• _STATED GOAL_
Please set down, word for word, the part of the double bass passage below that begins at the words "Press coverage talked" and stops after "to be unremarkable.".

O’Brien has never sought the bright lights. Her chosen instrument, the double bass, means she sits at the back of the orchestra, providing harmonies and structure. One scene shows her telling her students: “You don’t want to stick out. You’re a support for what else is going on. You’re the floor under everybody that would collapse if it wasn’t secure.”
And yet she has found herself sticking out, like it or not. In 1966, aged 31, O’Brien made history by becoming the first woman to be employed full-time at the New York Philharmonic Orchestra, then 104 members. “All this attention now is old hat to me,” she says. “When I joined, I just wanted to be a part of my section, and part of the orchestra. But I was the centre of attention, which was upsetting and embarrassing. On tour, instead of having dinner with my friends in the orchestra, I did radio interviews in almost every city we played in.”
Press coverage talked about her being “one of the boys”; “Miss O’Brien is as curvy as the double bass she plays,” leered Time magazine; “on tour, the men fall over themselves to carry her bags”.
“No, they didn’t,” she says indignantly. “Nobody carried my suitcase because they were carrying their own instruments!” She was a member of the orchestra for 55 years; this film, made by her niece Molly O’Brien, is a tribute to a remarkable life lived seeking to be unremarkable.

• _DATASET_
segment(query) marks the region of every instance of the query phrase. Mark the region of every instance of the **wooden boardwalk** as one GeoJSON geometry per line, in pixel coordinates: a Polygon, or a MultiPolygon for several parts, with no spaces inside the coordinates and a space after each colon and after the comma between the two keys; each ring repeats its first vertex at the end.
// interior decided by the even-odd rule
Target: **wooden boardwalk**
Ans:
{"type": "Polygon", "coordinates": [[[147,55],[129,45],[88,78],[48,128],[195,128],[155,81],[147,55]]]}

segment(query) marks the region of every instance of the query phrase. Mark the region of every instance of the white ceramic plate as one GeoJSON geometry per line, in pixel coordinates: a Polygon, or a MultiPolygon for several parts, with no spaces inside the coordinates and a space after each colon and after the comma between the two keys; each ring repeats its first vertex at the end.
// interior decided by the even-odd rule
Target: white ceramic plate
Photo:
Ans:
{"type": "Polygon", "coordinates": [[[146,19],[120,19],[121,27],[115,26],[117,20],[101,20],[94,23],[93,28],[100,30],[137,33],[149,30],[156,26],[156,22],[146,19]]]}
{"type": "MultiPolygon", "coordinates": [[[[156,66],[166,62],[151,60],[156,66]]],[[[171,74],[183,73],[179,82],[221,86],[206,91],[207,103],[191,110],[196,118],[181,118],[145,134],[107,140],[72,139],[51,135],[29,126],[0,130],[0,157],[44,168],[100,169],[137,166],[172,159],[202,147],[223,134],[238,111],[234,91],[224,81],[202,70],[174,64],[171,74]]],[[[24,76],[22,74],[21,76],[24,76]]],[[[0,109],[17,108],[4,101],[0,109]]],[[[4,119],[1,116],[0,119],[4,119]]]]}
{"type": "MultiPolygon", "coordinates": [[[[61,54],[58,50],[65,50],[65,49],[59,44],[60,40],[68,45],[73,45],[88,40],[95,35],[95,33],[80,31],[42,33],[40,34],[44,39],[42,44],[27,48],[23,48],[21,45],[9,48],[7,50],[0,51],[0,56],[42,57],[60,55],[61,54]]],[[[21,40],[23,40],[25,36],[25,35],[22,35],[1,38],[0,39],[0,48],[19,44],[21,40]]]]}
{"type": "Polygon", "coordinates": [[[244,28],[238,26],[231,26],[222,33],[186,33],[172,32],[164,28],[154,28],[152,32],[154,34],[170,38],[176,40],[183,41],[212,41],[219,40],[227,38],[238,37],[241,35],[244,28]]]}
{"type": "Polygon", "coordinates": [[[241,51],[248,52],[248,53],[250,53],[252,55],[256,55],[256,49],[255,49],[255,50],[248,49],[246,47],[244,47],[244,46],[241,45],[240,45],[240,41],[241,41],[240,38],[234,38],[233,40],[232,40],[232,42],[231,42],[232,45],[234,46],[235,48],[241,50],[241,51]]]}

• _ANSWER TO THIS PROBLEM_
Press coverage talked about her being “one of the boys”; “Miss O’Brien is as curvy as the double bass she plays,” leered Time magazine; “on tour, the men fall over themselves to carry her bags”.
“No, they didn’t,” she says indignantly. “Nobody carried my suitcase because they were carrying their own instruments!” She was a member of the orchestra for 55 years; this film, made by her niece Molly O’Brien, is a tribute to a remarkable life lived seeking to be unremarkable.